__EXERCISE OBJECTIVE__
Rewrite all the records below with every "gray roof house" replaced by "house with a gray roof" and nothing else changed. Omit the pictures.

__EXERCISE MATERIALS__
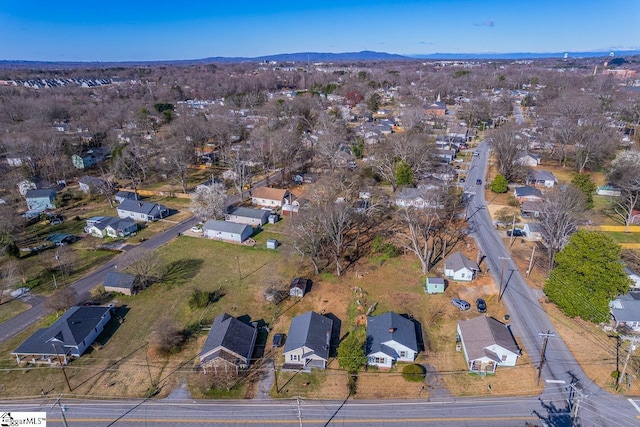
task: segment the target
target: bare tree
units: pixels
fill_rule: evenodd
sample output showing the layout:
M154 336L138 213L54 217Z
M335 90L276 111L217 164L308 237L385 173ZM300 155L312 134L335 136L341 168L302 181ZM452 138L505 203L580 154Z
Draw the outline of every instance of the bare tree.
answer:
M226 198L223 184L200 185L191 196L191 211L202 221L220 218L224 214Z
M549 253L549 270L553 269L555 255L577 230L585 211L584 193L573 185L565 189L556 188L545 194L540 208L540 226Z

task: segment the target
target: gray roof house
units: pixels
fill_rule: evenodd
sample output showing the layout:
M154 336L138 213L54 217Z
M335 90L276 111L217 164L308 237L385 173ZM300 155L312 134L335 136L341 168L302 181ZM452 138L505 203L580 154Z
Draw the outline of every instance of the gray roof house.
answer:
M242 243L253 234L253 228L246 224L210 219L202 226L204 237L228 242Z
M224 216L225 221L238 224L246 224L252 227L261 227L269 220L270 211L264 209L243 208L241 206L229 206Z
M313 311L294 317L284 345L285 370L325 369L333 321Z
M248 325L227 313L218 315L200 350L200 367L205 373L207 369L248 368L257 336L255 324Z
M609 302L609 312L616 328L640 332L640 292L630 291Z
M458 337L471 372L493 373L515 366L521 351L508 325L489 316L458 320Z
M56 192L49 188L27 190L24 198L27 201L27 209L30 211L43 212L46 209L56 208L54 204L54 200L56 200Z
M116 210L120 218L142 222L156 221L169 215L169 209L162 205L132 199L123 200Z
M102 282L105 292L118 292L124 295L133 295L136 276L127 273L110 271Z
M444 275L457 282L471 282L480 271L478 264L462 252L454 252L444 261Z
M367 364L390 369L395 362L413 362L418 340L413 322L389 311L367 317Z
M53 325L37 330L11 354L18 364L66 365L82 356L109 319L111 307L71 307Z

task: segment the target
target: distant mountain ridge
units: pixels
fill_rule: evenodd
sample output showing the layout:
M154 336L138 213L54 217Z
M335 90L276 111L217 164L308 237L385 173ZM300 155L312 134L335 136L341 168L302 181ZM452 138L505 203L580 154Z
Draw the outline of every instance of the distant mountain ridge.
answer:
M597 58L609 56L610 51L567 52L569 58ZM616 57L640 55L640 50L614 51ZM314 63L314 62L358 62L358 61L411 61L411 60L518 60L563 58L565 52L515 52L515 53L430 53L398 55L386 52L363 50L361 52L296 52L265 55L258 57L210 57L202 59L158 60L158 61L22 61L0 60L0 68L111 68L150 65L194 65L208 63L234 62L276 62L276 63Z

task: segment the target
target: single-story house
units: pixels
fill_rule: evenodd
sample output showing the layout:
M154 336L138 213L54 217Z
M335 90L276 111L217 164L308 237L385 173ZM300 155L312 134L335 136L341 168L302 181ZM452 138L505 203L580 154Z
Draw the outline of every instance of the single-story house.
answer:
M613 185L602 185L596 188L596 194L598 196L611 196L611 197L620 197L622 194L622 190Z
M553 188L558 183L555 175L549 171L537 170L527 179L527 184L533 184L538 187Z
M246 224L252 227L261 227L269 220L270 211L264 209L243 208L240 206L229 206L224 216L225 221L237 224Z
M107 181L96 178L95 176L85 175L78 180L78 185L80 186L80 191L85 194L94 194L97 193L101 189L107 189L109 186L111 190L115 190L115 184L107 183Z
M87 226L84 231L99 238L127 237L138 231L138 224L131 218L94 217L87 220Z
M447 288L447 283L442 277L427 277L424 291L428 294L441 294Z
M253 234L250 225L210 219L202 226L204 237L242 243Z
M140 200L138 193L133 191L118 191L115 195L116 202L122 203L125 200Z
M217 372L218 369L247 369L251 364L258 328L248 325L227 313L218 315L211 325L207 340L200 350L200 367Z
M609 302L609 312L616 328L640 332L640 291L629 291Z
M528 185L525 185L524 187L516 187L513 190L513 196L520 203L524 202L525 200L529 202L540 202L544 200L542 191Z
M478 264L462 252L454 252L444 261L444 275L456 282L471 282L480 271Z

__OUTPUT OF THE EXERCISE__
task: segment the target
target: bare tree
units: pixels
fill_rule: evenodd
sample output showing the layout:
M154 336L138 213L54 217Z
M335 90L276 111L217 164L308 237L385 173ZM300 155L312 134L335 136L341 168L302 181ZM452 138L505 203L580 154Z
Draw the outline of every instance of the bare tree.
answer:
M226 198L223 184L200 185L191 196L191 211L202 221L220 218L224 214Z
M549 253L549 270L553 269L555 255L577 230L585 211L584 193L573 185L565 189L556 188L545 194L540 208L540 226Z

task: segment the target
target: house with a gray roof
units: pixels
fill_rule: evenodd
sample output showing the layout:
M154 336L138 213L54 217Z
M335 90L276 111L217 164L308 237L385 173ZM300 155L312 134L335 136L341 168L302 181ZM452 138L505 203L580 154Z
Draw the outline of every instance of the house with a gray roof.
answer:
M242 243L253 234L253 228L246 224L210 219L202 226L204 237L228 242Z
M224 216L225 221L238 224L246 224L252 227L261 227L269 220L270 211L264 209L243 208L241 206L229 206Z
M313 311L294 317L284 345L285 370L325 369L333 321Z
M248 325L227 313L218 315L200 350L200 367L205 373L207 369L248 368L257 336L255 324Z
M609 302L609 312L616 328L640 332L640 292L630 291Z
M458 337L471 372L493 373L515 366L521 351L508 325L489 316L458 320Z
M56 192L49 188L27 190L24 198L27 201L27 209L30 211L43 212L46 209L56 208L54 204L54 200L56 200Z
M116 210L120 218L142 222L156 221L169 215L169 209L162 205L132 199L123 200Z
M102 282L105 292L118 292L124 295L133 295L136 276L127 273L110 271Z
M444 275L457 282L471 282L480 271L478 264L462 252L454 252L444 261Z
M367 364L390 369L395 362L413 362L418 340L413 322L389 311L367 317Z
M53 325L37 330L11 354L18 364L66 365L82 356L109 319L111 307L71 307Z

task: segment the target
target: distant mountain ridge
units: pixels
fill_rule: evenodd
sample output showing the layout:
M154 336L138 213L54 217Z
M335 90L276 111L217 164L308 237L385 173ZM300 155L312 134L335 136L341 168L302 181ZM452 138L505 203L580 154Z
Draw the outline of every instance of the distant mountain ridge.
answer:
M597 58L609 56L610 51L567 52L569 58ZM616 57L640 55L640 50L614 51ZM314 63L314 62L358 62L358 61L411 61L411 60L518 60L563 58L565 52L515 52L515 53L430 53L398 55L386 52L363 50L361 52L296 52L265 55L258 57L210 57L202 59L158 60L158 61L22 61L0 60L0 68L111 68L150 65L194 65L208 63L234 62L276 62L276 63Z

task: segment the target
target: single-story house
units: pixels
fill_rule: evenodd
sample output showing the layout:
M154 336L138 213L54 217Z
M335 90L276 111L217 164L308 237L385 173ZM300 155L312 134L335 136L341 168L302 181ZM452 138L505 203L580 154Z
Draw the outline of every instance of the single-story house.
answer:
M613 185L602 185L596 188L596 194L598 196L611 196L611 197L620 197L622 194L622 190Z
M553 188L558 183L555 175L549 171L537 170L527 179L527 184L533 184L538 187Z
M246 224L252 227L261 227L269 220L270 211L264 209L243 208L240 206L229 206L224 216L225 221L237 224Z
M107 181L96 178L95 176L85 175L78 180L78 185L80 186L80 191L85 194L94 194L97 193L101 189L107 189L109 186L111 190L115 190L115 184L107 183Z
M87 226L84 231L99 238L127 237L138 231L138 224L131 218L94 217L87 220Z
M447 288L447 283L442 277L427 277L424 291L428 294L441 294Z
M253 234L250 225L210 219L202 226L204 237L242 243Z
M140 200L138 193L133 191L118 191L115 195L116 202L122 203L125 200Z
M217 372L218 369L247 369L251 364L258 328L248 325L227 313L218 315L211 325L207 340L200 350L200 367Z
M609 302L609 312L616 328L640 332L640 291L629 291Z
M528 185L525 185L524 187L516 187L513 190L513 196L520 203L524 202L525 200L529 202L540 202L544 200L542 191Z
M478 264L462 252L454 252L444 261L444 275L456 282L471 282L480 271Z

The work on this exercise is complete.